■ **Selected text**
****

The Feldman case held no waiver on two seperate grounds.  First, because the mortgages were executed after the marriage, a waiver of spousal rights required a disclosure of the Decedent’s estate to the waiving spouse.  As the Court held that there had been no disclosure, the Court found the mortgages ineffective to waive homestead rights.

The second ground for holding that the mortgage instruments not a valid waiver of homestead rights was essentially because of the “boilerplate rule.”  As explained:

[n]owhere do the mortgage waivers reference the constitutional prohibition on devise in the event a decedent is survived by a spouse or minor child. Instead, by their plain language, the mortgage waivers were executed for a qualified purpose. Without Schocket’s signature, the mortgages would not constitute a valid lien on the property. See Pitts v. Pastore, 561 So.2d 297, 301 (Fla. 2d DCA 1990). Thus, his signature was necessary to facilitate the constitutionally permissible purpose of “alienat[ing] the homestead by mortgage.” See art. X, § 4(c), Fla. Const.

Further, in Chames v. DeMayo, 972 So.2d 850 (Fla. 2007), echoing the words of this court, Justice Cantero sagaciously cautioned against enforcing boilerplate homestead waivers buried within documents of other legal significance:

[T]he waiver of the homestead exemption will become an everyday part of contract language for everything from the hiring of counsel to purchasing cellular telephone services. The average citizen, who is of course charged with reading the contracts he or she signs . . . often fails to read or understand boilerplate language detailed in consumer purchase contracts, language which the contracts themselves often permit to be modified upon no more than notification in a monthly statement or bill. . . . [S]uch consumers may lose their homes because of a “voluntary divestiture” of their homestead rights for nothing more than failure to pay a telephone bill. This inevitably will result in whittling away this century old constitutional exemption until it becomes little more than a distant memory.

Id. at 862 (alterations in original) (quoting DeMayo v. Chames, 30 Fla.L.Weekly D2692, D2695-96 (Fla. 3d DCA Nov. 30, 2005) (Wells, J., dissenting)).

In this case, the qualified mortgage waivers were buried within documents of other legal significance. Under these circumstances, we conclude, as did the trial court, that the mortgage waivers are procedurally deficient and insufficient to “evince an intent by [Schocket] to waive [his] homestead rights.” Rutherford, 679 So.2d at 330.

****

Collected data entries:
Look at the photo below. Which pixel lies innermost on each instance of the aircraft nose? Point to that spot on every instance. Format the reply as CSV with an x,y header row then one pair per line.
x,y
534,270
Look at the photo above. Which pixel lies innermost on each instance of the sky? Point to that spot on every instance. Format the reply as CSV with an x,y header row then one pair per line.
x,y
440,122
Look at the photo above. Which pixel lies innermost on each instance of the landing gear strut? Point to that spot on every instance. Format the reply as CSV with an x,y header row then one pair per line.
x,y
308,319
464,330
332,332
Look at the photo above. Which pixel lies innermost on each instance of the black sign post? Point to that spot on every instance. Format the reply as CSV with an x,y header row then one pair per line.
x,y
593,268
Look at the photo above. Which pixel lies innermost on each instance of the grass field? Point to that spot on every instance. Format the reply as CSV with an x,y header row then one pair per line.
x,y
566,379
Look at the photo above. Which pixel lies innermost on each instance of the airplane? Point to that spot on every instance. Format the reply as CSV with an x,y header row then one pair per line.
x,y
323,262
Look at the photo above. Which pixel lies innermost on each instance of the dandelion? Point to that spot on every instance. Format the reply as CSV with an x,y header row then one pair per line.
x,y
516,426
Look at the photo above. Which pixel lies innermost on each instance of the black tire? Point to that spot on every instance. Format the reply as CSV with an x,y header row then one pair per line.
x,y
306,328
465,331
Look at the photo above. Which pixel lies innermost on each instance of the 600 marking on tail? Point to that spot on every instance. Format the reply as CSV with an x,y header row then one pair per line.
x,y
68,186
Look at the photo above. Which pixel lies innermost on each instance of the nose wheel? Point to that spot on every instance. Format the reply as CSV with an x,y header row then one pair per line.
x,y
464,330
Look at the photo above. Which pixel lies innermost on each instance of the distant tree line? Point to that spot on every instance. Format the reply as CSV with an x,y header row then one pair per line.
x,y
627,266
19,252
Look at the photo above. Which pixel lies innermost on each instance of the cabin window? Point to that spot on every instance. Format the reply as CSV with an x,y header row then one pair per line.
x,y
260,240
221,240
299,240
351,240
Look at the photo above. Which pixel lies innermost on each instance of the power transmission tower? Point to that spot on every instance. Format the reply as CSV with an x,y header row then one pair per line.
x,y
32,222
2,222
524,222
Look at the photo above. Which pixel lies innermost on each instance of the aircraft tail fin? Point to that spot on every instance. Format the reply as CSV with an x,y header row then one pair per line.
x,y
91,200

****

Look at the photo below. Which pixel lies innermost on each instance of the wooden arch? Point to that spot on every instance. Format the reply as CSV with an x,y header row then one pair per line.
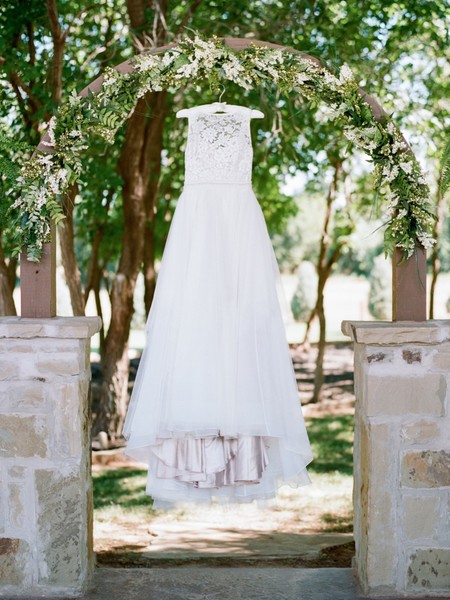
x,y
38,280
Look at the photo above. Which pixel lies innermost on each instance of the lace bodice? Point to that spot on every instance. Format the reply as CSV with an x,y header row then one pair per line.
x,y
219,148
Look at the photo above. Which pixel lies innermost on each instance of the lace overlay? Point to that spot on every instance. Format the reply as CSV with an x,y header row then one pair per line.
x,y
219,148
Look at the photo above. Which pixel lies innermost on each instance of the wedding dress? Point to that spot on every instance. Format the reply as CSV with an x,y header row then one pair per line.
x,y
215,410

****

■ **Exercises to complete**
(A) Using the passage on homestead waivers above, decide whether each statement agrees with it. Answer yes or no for each, and quote the words of the passage that decide it.
(i) In Feldman, the mortgages were signed before the marriage.
(ii) Without Schocket's signature, the mortgages would not be a valid lien on the property.
(iii) The trial court reached a different conclusion about the mortgage waivers than the court writing the opinion.
(B) Rewrite as a short bulleted list the paragraph of the passage on homestead waivers that begins "The Feldman case held no waiver," keeping its main facts.

■ **Answers for the exercise**
(A)
(i) No: "because the mortgages were executed after the marriage"
(ii) Yes: "Without Schocket’s signature, the mortgages would not constitute a valid lien on the property."
(iii) No: "we conclude, as did the trial court, that the mortgage waivers are procedurally deficient"

(B)
- The Feldman case found no waiver, on two separate grounds.
- First ground: the mortgages were executed after the marriage, so waiving spousal rights required disclosing the Decedent’s estate to the waiving spouse.
- The Court held that no disclosure had been made.
- As a result, the Court found the mortgages ineffective to waive homestead rights.